- Stored items from a collection:
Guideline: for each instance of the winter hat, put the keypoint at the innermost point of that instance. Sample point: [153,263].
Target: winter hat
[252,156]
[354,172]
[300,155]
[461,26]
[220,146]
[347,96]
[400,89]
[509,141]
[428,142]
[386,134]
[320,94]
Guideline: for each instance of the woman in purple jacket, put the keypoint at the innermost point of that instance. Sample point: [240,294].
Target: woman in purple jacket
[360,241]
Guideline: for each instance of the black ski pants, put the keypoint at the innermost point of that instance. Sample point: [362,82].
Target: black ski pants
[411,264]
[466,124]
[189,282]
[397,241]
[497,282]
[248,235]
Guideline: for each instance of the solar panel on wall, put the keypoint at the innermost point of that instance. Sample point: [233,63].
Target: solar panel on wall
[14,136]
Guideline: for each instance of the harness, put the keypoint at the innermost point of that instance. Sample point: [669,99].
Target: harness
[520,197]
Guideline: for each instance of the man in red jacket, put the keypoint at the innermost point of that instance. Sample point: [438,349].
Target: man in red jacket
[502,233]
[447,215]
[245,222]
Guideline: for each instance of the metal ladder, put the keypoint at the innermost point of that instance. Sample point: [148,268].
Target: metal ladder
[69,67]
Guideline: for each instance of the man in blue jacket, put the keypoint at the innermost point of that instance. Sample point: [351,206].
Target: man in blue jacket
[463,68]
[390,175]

- Goal:
Rewrite the whole listing above, changing each "innermost point" to "most central point" and leaving everything else as it is.

- Problem solution:
Guideline: for each instance of the winter hat, put the keypoint at the most central point of that instance. Sample point: [153,263].
Target: winter hat
[252,156]
[354,172]
[300,155]
[461,26]
[220,146]
[347,96]
[400,89]
[509,141]
[428,142]
[386,134]
[320,94]
Guideline: for each instance of the woman in purple jacket, put the keypoint at the most central point of that instance. Sample point: [240,294].
Target: woman in purple jacket
[360,241]
Guideline: for each instance of the black ski pants, put the keypoint at the most central point of that instance. Sample point: [362,82].
Target: black ski pants
[411,264]
[466,124]
[189,282]
[397,241]
[497,282]
[248,235]
Guideline: for each instance of the solar panel on wall, put the keypoint at the most central point of that instance. Sample point: [233,63].
Target: solar panel on wall
[14,136]
Guideline: for each instance of the harness, put the keypoint at the most central point of that instance. Sample point: [669,99].
Target: harness
[520,197]
Guideline: for each instance of the man in red jacket, put the keypoint at the most central point of that instance. Sample point: [438,349].
Target: man in red jacket
[502,233]
[447,215]
[245,222]
Guideline: for each instance of the metal ladder, put the keypoint at the most central point of that instance. Sample point: [148,268].
Target: metal ladder
[69,67]
Guideline: for each instance of the man in blue jacket, put the keypoint at the most central point of that instance. Sample point: [351,206].
Target: man in blue jacket
[463,68]
[390,175]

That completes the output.